━━━ Source text ━━━

Monday, May 17, 2010

Facebook's Realtime Updates -- Use Cases

At f8 Facebook launched a first version of real time updates for the Graph API. These updates allow consumers to subscribe to users of their application and get notified via an HTTP Post when the data has changed so they can go and fetch it by invoking the Graph API endpoint.

Some in the community were wondering why the PubSubHubbub protocol was not used and be concerned about issues like the Thundering Herd.

It comes down to these three reasons:
  1. The need for simple data modeling of any resource:
    • PubSubHubbub currently only supports Atom and RSS and we wanted to use JSON to match the rest of the Graph API so developers don't have to write additional wrappers.
    • We need to syndicate changes to any type of resource, not just feeds or lists. The changes may include updating properties of a given resource or deleting the resource altogether. PubSubHubbub only supports appending to the list.
    • The ability to do light pings where only the notification is sent. Not all the use cases require fetching the data right away but can still benefit from the notifications model as opposed to continous polling.

  2. The need for user authorization
    • We needed to let users remain in control over what data is shared and with whom based on their privacy settings.
    • Facebook is committed to authenticity and quality and there are rules to encourage this.
      So one of the main reasons why we could not use traditional PubSubHubbub is that it does not address authenticating the publishers or the subscribers to determine the quality of data being pushed in or the trust that the user has in the consumer.
    • As you may have seen, the Graph API is extremely powerful in its simplicity, flexibility and efficiency.
      To query the Graph API you just need to figure out the url of the resource you are interested in fetching and use OAuth 2.0
      Ex: https://graph.facebook.com/ciberch/feed?token=XXXX
      we wanted to use a similar elegant approach for subscribing to notifications

  3. The need for a more efficient content propagation architecture.
    • For those of you who are not familiar with the term, PubSubHubbub is a open protocol which allows exchange of news feeds in real time by POSTing changes to subscribers as they occur (this methodology is called web hooks). One of the main goals of PubSubHubbub is to allow the syndication of public feeds to any party. It works best when the same content is requested by a multitude of subscribers. For example CNN's feed would benefit from publishing to a hub that can help them service all their consumers. The publisher and the hub do not know or worry about how the information will be resyndicated. PubSubHubbub is built with small publishers and large hubs in mind which allow publishers to fan out. It is definitely a far superior to consumers polling publishers directly.

━━━

For each statement, say whether the post on Facebook's realtime updates agrees with it, answering yes or no and quoting the words of the post that decide it. 1. PubSubHubbub supports JSON. 2. The realtime updates notify consumers through an HTTP Post. 3. PubSubHubbub can syndicate the deletion of a resource. The items that come next are separate material and are unrelated to the post on Facebook's realtime updates.

━━━ Provided records ━━━

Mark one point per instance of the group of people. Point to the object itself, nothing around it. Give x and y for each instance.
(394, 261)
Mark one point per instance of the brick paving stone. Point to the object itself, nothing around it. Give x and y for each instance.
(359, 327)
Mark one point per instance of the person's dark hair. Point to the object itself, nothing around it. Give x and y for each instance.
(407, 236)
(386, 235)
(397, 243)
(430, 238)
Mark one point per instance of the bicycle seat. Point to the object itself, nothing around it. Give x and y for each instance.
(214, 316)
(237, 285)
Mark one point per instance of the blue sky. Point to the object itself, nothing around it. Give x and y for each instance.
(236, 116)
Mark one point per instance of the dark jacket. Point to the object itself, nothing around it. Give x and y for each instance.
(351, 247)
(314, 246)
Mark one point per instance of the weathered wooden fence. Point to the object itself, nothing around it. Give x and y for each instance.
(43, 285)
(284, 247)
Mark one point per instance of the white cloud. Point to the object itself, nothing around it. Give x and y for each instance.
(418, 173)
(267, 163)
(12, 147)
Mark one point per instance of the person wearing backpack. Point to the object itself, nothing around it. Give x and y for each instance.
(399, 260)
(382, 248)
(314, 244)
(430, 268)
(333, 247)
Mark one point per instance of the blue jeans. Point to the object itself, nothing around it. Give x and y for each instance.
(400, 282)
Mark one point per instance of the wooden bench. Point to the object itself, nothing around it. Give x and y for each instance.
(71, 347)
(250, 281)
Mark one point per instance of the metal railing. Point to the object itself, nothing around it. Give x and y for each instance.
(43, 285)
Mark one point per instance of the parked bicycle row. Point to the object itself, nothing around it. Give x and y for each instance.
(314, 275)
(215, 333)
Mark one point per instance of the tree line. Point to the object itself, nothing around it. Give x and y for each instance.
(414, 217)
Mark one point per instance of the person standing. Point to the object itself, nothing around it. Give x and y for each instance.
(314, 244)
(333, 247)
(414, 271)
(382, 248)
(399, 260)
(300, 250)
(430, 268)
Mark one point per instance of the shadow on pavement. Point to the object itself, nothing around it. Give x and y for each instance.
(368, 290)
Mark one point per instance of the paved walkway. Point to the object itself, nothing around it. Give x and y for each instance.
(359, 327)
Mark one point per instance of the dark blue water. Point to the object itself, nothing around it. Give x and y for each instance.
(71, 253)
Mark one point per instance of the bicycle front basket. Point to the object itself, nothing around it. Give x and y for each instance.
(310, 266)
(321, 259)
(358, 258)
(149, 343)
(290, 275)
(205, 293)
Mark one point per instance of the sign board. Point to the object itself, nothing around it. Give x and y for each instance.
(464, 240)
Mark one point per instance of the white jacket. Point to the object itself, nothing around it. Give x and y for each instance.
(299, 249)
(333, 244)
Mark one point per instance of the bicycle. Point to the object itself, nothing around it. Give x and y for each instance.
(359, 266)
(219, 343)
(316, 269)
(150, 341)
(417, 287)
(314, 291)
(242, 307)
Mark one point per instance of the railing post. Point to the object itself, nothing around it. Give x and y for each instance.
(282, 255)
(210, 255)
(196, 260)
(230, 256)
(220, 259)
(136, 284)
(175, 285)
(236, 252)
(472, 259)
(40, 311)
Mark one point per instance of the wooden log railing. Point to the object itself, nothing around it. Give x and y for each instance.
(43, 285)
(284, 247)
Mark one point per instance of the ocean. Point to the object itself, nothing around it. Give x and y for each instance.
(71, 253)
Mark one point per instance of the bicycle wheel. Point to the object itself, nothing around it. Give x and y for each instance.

━━━

Output for this task
1. No: "PubSubHubbub currently only supports Atom and RSS"
2. Yes: "get notified via an HTTP Post when the data has changed"
3. No: "PubSubHubbub only supports appending to the list."